Problem set:
1) In the adaptive runtime decision, how often does the planner collect a device snapshot?
2) For each statement, say yes or no to whether it agrees with the adaptive runtime decision, and quote the words from it that decide. (a) Streaming workloads may be re-planned after the first chunk. (b) Mid-kernel switching is part of the first landing. (c) Developing the planner into a fuller controller will require changes to public dispatch APIs.

Probe-First Adaptive Runtime

Context

The repo now has explicit precision, residency, robustness, and crossover policy, plus a kernel variant registry. The remaining question is how much adaptive runtime machinery should land before real kernels, owned buffers, and streaming pipelines exist.

Decision

Adopt a probe-first planner as the first adaptive runtime.

  • collect one device snapshot per operation or chunk boundary

  • choose runtime target, precision plan, variant, and chunk-size hint from declared metadata plus the snapshot

  • allow a re-plan after the first chunk for streaming workloads

  • keep explicit user pins authoritative

  • avoid continuous feedback control, mid-kernel switching, and CUPTI-style machinery in the first landing

Consequences

  • Kernel authors get a stable variant-registration contract immediately.

  • The planner can evolve into a fuller controller later without changing public dispatch APIs.

Source information:
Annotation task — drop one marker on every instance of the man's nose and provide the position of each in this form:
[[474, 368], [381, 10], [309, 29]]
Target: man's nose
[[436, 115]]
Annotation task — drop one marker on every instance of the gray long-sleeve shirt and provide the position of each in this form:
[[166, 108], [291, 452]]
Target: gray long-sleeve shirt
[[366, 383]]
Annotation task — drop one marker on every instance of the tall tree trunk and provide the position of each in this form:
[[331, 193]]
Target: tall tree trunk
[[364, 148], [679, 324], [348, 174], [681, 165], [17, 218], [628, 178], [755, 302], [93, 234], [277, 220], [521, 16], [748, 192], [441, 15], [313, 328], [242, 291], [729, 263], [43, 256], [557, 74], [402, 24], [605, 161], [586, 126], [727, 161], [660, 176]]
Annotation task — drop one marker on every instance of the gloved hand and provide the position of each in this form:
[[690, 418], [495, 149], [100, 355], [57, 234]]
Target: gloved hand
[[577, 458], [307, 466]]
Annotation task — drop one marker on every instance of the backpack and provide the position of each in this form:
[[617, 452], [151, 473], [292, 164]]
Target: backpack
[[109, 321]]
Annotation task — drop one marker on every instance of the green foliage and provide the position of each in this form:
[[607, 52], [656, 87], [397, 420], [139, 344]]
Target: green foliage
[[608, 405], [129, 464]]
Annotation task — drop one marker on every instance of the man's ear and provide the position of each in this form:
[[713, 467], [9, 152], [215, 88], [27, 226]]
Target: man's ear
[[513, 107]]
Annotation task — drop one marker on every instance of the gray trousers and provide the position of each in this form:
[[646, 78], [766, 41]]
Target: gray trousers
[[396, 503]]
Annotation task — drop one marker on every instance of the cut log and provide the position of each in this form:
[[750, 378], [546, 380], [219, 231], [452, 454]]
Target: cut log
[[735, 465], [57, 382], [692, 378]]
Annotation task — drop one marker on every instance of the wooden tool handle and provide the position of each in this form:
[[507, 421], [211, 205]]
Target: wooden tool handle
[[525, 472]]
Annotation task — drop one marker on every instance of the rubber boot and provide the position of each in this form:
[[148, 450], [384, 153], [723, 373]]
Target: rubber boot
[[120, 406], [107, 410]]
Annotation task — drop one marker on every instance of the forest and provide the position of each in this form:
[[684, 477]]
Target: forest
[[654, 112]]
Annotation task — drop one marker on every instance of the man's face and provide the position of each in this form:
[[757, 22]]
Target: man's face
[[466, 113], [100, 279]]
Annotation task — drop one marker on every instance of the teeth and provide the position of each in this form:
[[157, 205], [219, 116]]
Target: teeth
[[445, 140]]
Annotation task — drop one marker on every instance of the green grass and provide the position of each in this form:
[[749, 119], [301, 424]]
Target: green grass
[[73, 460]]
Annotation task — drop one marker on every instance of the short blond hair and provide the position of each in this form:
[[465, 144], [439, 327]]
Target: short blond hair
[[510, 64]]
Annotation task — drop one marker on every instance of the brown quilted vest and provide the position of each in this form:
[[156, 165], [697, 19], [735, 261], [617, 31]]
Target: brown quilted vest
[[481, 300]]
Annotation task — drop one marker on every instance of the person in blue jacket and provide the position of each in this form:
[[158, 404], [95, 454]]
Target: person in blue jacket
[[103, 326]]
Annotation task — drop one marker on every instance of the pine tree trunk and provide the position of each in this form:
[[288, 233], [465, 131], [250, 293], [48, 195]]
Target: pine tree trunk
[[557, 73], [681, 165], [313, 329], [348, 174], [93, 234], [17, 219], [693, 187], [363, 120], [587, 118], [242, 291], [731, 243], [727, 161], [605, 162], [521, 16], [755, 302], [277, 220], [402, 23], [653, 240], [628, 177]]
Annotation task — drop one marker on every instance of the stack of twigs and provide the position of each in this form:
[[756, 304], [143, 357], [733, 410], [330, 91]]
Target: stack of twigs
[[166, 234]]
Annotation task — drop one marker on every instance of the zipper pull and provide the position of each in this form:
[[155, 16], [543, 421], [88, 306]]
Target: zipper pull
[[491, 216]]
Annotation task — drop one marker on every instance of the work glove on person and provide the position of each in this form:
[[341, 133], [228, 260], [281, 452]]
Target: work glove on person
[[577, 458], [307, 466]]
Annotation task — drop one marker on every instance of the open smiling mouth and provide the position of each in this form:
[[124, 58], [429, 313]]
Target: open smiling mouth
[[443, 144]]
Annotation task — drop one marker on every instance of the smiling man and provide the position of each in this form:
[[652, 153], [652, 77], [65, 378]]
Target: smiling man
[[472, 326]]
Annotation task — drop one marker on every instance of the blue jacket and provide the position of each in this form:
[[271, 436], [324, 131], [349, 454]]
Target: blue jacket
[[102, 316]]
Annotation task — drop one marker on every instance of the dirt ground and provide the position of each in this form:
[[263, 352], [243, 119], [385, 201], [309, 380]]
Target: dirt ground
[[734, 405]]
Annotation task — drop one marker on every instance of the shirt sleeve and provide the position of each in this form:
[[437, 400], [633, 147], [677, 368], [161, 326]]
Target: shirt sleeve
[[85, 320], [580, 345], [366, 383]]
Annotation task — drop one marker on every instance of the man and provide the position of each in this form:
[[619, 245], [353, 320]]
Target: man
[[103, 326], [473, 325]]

Task-by-task results:
1) One snapshot per operation or chunk boundary.

2)
(a) Yes: "allow a re-plan after the first chunk for streaming workloads"
(b) No: "avoid continuous feedback control, mid-kernel switching, and CUPTI-style machinery in the first landing"
(c) No: "The planner can evolve into a fuller controller later without changing public dispatch APIs."